• _提示文_
● ● ● ●

クラスカル・ウォリス検定 (Kruskal-Wallis test) に関するわかりやすい説明を纏めました。
クラスカル・ウォリス検定は、ノンパラメトリック検定の一つです。ノンパラメトリック検定とは、パラメトリック検定に対する言葉で、パラメトリック検定とは、母集団として正規分布など何かしらの分布を仮定しておき、その仮定のもとでなにがしかの検定統計量を計算し、その検定統計量が従う分布を用いて仮説検定を行うものです。それに対して、ノンパラメトリック検定は、そのような母集団の分布の仮定を置きません。ノンパラメトリック検定における基本的なやり方は、観察された値(データ)を大きさの順に並べて、その順位を使った検定統計量を計算し、その検定統計量が従う分布を利用して仮説検定を行うところに特徴があります。

● ● ● ●

• _元データ_

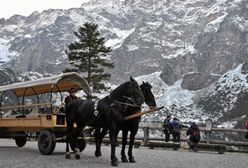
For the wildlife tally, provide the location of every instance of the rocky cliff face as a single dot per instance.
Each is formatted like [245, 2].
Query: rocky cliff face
[192, 43]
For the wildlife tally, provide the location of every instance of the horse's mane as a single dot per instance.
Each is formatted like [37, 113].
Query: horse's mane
[120, 91]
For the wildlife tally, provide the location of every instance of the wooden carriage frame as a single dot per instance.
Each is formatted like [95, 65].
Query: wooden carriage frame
[49, 127]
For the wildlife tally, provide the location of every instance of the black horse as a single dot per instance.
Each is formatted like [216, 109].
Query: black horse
[106, 113]
[129, 125]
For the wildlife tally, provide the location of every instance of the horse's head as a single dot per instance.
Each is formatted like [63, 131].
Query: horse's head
[128, 91]
[147, 92]
[134, 91]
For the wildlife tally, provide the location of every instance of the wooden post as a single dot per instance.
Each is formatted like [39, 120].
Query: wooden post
[146, 135]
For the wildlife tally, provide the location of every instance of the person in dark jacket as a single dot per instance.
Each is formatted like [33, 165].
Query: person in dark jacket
[72, 97]
[167, 127]
[246, 126]
[194, 136]
[176, 128]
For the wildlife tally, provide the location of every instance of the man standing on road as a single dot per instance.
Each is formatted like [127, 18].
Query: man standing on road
[194, 136]
[167, 127]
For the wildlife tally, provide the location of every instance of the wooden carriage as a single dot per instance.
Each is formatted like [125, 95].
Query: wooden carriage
[42, 120]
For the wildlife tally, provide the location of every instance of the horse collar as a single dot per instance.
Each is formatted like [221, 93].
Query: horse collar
[96, 108]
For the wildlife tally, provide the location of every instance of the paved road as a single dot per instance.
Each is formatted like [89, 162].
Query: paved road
[29, 157]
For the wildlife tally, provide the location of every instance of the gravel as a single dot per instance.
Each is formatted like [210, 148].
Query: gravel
[29, 157]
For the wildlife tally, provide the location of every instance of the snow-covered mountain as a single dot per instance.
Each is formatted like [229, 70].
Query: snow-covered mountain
[192, 51]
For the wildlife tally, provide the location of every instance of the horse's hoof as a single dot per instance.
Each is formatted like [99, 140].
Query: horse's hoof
[77, 156]
[124, 159]
[68, 156]
[98, 153]
[114, 162]
[132, 160]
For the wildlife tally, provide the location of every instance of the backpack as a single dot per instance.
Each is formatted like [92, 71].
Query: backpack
[175, 127]
[246, 125]
[196, 135]
[166, 124]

● ● ● ●

• _やること_
上のクラスカル・ウォリス検定の説明では、ノンパラメトリック検定の基本的なやり方がいくつかの手順で書かれています。その手順をすべて、書かれている順に挙げてください。

• _最終的な答え_
1. 観察された値(データ)を大きさの順に並べる
2. その順位を使った検定統計量を計算する
3. その検定統計量が従う分布を利用して仮説検定を行う